I didn't try that program, but I recently installed tensorflow GPU for another project and I had a bit of trouble to make the GPU work too, I just didn't take the required versions as seriously as I needed. When they say 10.0 for CUDA for example I assumed that 10.1 would work just fine, but I was wrong, 10.0 was explicitely needed. When they say that Python 3 would work just fine, I thought that the new Python 3.8 would, but it didn't, I had to use Python 3.7. I don't know if I was the one that can't read, or if they weren't precise enough on the TensorFlow website, but yeah, I hope this is your issue. That's for TF2.0 by the way, so if that software uses TF 1.x, they will most likely require other versions? idk, but triple check that.

Link to post
Share on other sites
  • 2 weeks later...

═══

Goal 1. Locate every line of the records below that contains the word "industrial", and copy each of those lines.

═══

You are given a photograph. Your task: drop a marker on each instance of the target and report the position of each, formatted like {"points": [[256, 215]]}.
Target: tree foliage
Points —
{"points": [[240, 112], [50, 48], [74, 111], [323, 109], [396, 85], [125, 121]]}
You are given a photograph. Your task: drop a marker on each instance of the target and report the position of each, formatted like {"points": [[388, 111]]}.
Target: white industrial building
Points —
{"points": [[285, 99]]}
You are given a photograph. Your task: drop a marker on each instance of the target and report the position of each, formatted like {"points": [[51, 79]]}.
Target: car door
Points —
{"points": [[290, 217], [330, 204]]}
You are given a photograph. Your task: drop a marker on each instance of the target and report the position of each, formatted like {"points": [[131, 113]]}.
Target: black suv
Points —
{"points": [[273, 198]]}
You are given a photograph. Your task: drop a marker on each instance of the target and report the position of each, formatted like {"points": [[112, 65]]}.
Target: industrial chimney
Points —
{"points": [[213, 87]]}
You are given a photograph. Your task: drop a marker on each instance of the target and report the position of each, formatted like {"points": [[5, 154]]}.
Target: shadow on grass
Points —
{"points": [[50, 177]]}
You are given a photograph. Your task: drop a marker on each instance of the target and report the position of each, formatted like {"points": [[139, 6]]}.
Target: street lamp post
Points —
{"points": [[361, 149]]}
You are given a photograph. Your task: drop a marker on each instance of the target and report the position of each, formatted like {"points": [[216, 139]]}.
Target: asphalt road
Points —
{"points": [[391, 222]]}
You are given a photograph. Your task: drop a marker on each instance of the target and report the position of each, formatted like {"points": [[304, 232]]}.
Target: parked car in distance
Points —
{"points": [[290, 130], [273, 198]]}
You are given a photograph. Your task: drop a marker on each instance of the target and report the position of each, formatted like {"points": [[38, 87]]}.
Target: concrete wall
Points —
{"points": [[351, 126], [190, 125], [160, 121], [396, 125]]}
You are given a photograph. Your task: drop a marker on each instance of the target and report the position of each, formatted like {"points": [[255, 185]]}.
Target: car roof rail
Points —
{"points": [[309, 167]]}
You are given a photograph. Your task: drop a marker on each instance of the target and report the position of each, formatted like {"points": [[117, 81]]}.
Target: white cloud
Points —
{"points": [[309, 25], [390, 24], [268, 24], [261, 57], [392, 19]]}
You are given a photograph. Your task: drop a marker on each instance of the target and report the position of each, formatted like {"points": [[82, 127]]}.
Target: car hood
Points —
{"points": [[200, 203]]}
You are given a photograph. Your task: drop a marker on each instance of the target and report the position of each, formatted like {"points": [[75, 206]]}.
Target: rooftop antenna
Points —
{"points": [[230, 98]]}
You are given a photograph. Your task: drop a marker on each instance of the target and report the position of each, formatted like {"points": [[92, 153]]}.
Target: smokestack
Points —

═══

Goal 2. Write out the passage of the forum post above that opens with "I didn't try" and closes with "triple check that.", substituting "assignment" for "project".

Written answer 1.
Target: white industrial building
Target: industrial chimney

Written answer 2.
I didn't try that program, but I recently installed tensorflow GPU for another assignment and I had a bit of trouble to make the GPU work too, I just didn't take the required versions as seriously as I needed. When they say 10.0 for CUDA for example I assumed that 10.1 would work just fine, but I was wrong, 10.0 was explicitely needed. When they say that Python 3 would work just fine, I thought that the new Python 3.8 would, but it didn't, I had to use Python 3.7. I don't know if I was the one that can't read, or if they weren't precise enough on the TensorFlow website, but yeah, I hope this is your issue. That's for TF2.0 by the way, so if that software uses TF 1.x, they will most likely require other versions? idk, but triple check that.